● **DIRECTION**
Gather every line below that contains the word "bicycle" and copy each one. Case counts when matching.
— Begin RECORDS TO USE —
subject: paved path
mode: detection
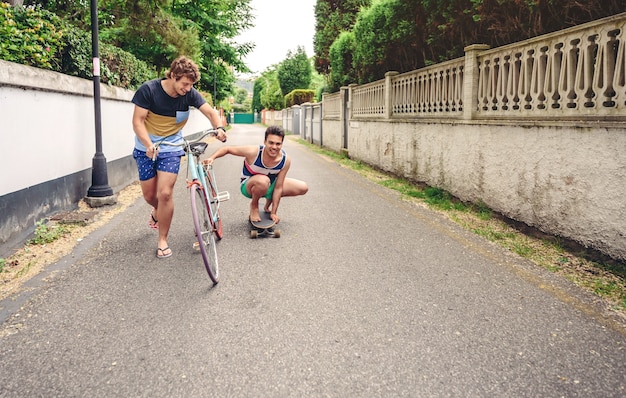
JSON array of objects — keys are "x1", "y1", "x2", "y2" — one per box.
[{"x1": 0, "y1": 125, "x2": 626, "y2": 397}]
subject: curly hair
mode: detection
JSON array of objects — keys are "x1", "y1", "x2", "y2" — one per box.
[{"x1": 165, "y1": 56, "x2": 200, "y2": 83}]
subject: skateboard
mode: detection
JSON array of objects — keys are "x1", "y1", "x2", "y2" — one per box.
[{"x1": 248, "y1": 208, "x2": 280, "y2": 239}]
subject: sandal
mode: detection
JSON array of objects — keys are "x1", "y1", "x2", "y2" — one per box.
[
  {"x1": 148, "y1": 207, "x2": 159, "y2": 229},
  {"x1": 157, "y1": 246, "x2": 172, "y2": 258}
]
— End RECORDS TO USE —
— Begin RECORDS TO USE —
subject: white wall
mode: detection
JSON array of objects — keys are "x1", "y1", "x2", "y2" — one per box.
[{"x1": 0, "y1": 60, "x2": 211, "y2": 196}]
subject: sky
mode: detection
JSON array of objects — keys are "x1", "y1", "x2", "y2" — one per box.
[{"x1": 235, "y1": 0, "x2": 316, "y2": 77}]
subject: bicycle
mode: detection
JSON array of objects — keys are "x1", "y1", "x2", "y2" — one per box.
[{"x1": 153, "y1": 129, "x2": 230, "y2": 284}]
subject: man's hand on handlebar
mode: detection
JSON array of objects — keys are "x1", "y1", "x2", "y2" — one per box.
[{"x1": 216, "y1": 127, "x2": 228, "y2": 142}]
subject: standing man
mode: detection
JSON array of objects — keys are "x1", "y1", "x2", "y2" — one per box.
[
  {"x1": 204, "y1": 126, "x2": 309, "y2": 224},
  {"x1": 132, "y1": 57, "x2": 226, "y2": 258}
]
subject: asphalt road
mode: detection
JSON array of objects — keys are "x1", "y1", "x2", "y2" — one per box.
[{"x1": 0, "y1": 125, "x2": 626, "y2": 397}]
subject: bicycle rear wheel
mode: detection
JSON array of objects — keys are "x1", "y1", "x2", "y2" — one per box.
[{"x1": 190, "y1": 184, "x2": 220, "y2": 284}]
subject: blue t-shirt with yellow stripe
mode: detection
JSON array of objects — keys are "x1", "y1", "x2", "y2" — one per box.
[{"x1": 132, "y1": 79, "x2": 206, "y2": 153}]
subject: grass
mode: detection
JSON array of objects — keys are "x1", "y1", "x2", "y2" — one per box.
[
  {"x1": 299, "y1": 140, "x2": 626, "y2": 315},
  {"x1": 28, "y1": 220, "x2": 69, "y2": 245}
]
— End RECORDS TO USE —
— Begin RECORDS TO USE —
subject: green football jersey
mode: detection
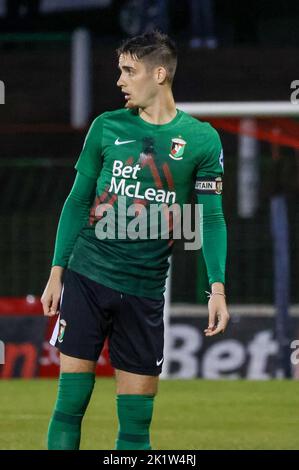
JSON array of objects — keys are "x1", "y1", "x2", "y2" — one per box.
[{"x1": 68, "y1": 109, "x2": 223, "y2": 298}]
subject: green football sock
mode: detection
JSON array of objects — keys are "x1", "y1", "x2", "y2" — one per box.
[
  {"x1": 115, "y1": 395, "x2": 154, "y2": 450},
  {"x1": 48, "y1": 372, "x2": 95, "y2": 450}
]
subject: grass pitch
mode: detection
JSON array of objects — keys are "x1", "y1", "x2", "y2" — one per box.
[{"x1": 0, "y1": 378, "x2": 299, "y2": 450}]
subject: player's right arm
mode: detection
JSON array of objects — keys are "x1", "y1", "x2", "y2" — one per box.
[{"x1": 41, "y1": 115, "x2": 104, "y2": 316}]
— End RECORDS TO USE —
● **ANSWER TO THIS PROBLEM**
subject: bicycle
subject: bicycle rear wheel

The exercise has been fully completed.